** BEGIN **

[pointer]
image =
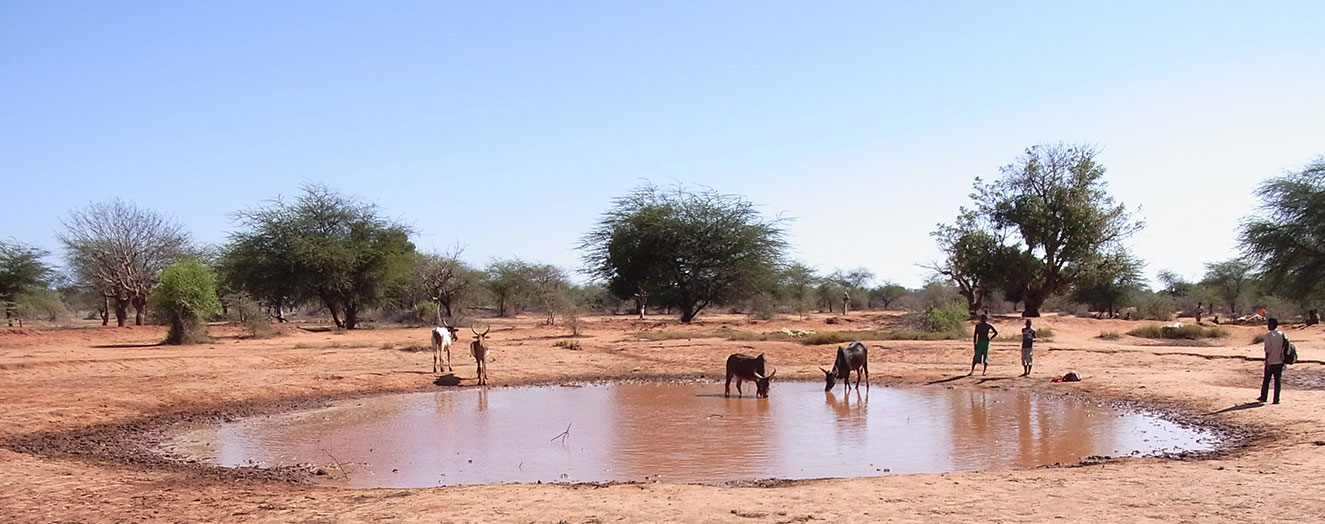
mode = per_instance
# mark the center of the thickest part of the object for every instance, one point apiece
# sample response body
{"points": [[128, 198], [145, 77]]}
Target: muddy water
{"points": [[681, 433]]}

** END **

What this task involves: Please recast the records above as a Markdown table with the columns Row and Line, numbering each line in order and skipping blank lines. Leave the pictures out of the table.

Solution:
| Row | Line |
|---|---|
| 1 | [pointer] |
| 2 | image = |
| 3 | mode = per_instance |
| 4 | # mark the center of the thickest part of the object for every instance, one point apiece |
| 5 | # sample response body |
| 6 | {"points": [[128, 198], [145, 77]]} |
| 7 | Target: muddy water |
| 8 | {"points": [[681, 433]]} |